Point localization data

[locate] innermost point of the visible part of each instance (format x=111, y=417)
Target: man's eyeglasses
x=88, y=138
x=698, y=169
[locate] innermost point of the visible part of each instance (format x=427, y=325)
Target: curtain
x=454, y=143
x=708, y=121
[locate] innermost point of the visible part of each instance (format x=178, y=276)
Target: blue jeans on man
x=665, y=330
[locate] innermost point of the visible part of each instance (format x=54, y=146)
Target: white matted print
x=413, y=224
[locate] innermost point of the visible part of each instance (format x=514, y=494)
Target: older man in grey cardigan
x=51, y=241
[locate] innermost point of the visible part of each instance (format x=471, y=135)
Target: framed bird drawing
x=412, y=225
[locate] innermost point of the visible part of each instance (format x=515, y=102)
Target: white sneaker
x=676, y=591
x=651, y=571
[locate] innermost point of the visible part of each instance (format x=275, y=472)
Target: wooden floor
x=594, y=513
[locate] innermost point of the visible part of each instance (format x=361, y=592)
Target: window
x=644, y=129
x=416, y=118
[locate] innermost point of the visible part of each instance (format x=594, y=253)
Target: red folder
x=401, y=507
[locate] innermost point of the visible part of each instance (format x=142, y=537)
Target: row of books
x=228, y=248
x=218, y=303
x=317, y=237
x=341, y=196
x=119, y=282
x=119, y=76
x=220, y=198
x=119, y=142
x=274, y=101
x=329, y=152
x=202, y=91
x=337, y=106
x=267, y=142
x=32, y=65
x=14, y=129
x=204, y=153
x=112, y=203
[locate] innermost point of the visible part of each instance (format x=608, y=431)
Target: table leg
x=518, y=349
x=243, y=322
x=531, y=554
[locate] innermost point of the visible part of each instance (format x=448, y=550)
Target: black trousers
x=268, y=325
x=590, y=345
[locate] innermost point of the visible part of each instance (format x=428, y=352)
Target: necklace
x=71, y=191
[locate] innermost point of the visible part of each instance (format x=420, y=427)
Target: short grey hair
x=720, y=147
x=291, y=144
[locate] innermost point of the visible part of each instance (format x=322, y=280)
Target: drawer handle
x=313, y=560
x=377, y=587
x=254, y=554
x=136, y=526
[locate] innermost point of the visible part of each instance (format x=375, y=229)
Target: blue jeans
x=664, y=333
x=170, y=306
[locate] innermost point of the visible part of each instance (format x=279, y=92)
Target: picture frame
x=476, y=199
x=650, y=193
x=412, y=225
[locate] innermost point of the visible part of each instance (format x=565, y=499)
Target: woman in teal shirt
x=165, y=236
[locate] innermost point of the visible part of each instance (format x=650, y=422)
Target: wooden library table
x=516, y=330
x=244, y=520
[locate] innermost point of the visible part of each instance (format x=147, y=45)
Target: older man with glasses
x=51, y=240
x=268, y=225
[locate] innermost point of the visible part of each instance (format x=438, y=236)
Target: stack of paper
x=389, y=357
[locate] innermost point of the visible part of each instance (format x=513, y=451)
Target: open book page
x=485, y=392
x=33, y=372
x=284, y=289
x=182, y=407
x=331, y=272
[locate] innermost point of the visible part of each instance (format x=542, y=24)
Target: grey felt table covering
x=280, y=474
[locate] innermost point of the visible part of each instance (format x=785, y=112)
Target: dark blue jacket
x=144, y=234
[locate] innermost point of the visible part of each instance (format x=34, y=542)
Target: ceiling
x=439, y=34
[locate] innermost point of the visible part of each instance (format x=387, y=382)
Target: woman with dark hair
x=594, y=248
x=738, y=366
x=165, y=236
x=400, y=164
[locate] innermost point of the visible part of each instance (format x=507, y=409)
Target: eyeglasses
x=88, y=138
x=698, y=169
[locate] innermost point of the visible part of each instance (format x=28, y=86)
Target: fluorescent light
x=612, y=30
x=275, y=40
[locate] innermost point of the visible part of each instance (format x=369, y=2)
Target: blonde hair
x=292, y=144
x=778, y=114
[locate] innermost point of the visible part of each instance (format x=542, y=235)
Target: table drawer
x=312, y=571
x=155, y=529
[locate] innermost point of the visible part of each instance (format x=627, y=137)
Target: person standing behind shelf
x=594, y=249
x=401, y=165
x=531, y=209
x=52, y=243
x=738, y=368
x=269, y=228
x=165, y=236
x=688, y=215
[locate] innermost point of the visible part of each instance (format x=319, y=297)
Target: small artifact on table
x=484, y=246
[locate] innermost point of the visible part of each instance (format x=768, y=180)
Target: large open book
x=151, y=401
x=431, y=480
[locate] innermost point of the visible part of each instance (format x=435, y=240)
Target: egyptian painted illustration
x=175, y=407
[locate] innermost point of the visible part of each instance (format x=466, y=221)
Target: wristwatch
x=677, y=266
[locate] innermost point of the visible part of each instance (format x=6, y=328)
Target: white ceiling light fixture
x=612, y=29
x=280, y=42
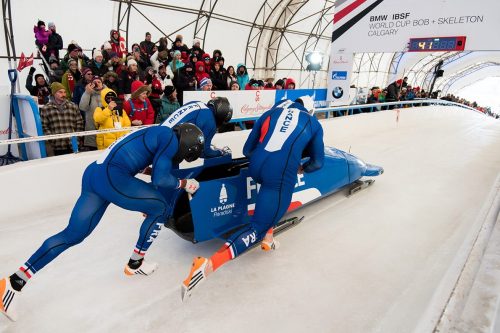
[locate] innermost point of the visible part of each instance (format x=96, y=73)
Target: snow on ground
x=383, y=260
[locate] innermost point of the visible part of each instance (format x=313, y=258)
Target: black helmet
x=223, y=111
x=191, y=142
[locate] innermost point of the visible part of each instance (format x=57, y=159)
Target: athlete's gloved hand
x=190, y=185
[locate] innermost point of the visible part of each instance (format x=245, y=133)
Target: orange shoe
x=146, y=268
x=8, y=299
x=196, y=276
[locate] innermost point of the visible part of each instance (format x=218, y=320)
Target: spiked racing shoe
x=268, y=246
x=196, y=276
x=8, y=298
x=146, y=268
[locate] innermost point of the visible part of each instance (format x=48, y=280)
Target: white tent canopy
x=271, y=37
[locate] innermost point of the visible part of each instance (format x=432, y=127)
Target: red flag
x=22, y=60
x=25, y=62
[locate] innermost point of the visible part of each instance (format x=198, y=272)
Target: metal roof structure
x=271, y=37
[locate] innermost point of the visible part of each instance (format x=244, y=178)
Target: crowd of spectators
x=145, y=85
x=147, y=81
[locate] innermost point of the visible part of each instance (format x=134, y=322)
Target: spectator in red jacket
x=138, y=107
x=290, y=83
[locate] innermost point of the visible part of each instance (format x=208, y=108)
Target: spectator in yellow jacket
x=110, y=116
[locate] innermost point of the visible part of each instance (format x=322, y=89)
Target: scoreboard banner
x=424, y=25
x=339, y=76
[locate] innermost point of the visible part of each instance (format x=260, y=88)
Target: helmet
x=191, y=142
x=307, y=102
x=223, y=111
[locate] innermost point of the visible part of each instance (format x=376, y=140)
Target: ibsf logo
x=339, y=75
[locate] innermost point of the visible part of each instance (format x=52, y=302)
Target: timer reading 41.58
x=437, y=44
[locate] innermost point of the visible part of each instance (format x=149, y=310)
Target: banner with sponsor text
x=251, y=104
x=392, y=25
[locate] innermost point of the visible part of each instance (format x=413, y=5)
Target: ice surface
x=368, y=263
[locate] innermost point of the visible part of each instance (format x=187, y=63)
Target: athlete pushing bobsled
x=275, y=146
x=208, y=117
x=111, y=179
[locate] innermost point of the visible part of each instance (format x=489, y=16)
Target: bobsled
x=226, y=198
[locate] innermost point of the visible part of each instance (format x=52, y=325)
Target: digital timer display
x=437, y=44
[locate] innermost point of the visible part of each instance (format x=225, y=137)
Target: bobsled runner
x=226, y=198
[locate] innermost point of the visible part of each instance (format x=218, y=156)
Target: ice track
x=383, y=260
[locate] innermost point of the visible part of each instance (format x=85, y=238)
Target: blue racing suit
x=275, y=146
x=199, y=114
x=111, y=179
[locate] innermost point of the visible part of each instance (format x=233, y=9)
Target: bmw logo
x=337, y=92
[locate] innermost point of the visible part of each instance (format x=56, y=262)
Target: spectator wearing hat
x=42, y=38
x=87, y=76
x=234, y=85
x=179, y=45
x=89, y=102
x=207, y=61
x=55, y=42
x=71, y=77
x=242, y=76
x=230, y=76
x=289, y=83
x=110, y=80
x=158, y=58
x=152, y=79
x=217, y=77
x=40, y=90
x=165, y=75
x=147, y=46
x=193, y=58
x=72, y=53
x=176, y=62
x=115, y=64
x=127, y=77
x=221, y=60
x=140, y=57
x=55, y=71
x=216, y=54
x=279, y=84
x=106, y=49
x=60, y=116
x=163, y=44
x=196, y=49
x=114, y=41
x=109, y=115
x=97, y=64
x=373, y=97
x=169, y=104
x=185, y=80
x=206, y=84
x=138, y=107
x=200, y=71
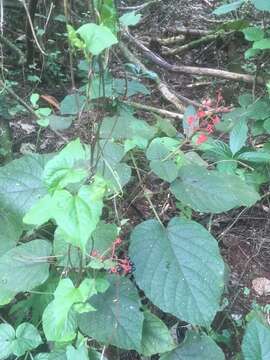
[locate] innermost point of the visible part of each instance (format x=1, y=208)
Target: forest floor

**Task item**
What you return must match the lines above from the one with "(format x=387, y=382)" through the one with "(format x=313, y=258)" exactly, with both ends included and the pictures excluded.

**Response to the exercise**
[locate] innermost point of the visible part of each instance (format x=387, y=382)
Target: woman with dark hair
x=594, y=248
x=738, y=366
x=165, y=236
x=400, y=164
[locate] innermost point of the visible part of each instance (format x=507, y=409)
Target: eyeglasses
x=88, y=138
x=698, y=169
[locate] innermost point of the visible part of each instance (format x=28, y=86)
Target: fluorescent light
x=612, y=30
x=275, y=40
[locate] innermost point of the visible part of each instance (format x=369, y=2)
Target: blonde hair
x=292, y=144
x=778, y=114
[locate] innermost point of the visible part of each instance (format x=542, y=235)
Target: table drawer
x=312, y=571
x=155, y=529
[locate] innermost point of the visible part of each instance (format x=627, y=137)
Target: person standing behind shelf
x=594, y=249
x=401, y=165
x=531, y=209
x=52, y=243
x=738, y=368
x=269, y=228
x=165, y=236
x=688, y=215
[locate] innermost point of the visible part of each instance (format x=319, y=297)
Target: small artifact on table
x=484, y=246
[locate] innermost point of the visible part of each instance (format x=768, y=180)
Target: large open book
x=151, y=401
x=431, y=480
[locate] innermost point of the visible part of each instance (format x=435, y=240)
Target: egyptian painted illustration
x=175, y=407
[locate] innermost point of the visible part of each instance (format x=466, y=221)
Target: wristwatch
x=677, y=266
[locate] innermost point of the visible part of each instance (format x=6, y=328)
Target: white ceiling light fixture
x=612, y=29
x=280, y=42
[locate] innermost point of the visible part of each instance (format x=96, y=73)
Target: snow on ground
x=383, y=260
[locate] innermost point of the visible part of each instance (format x=313, y=258)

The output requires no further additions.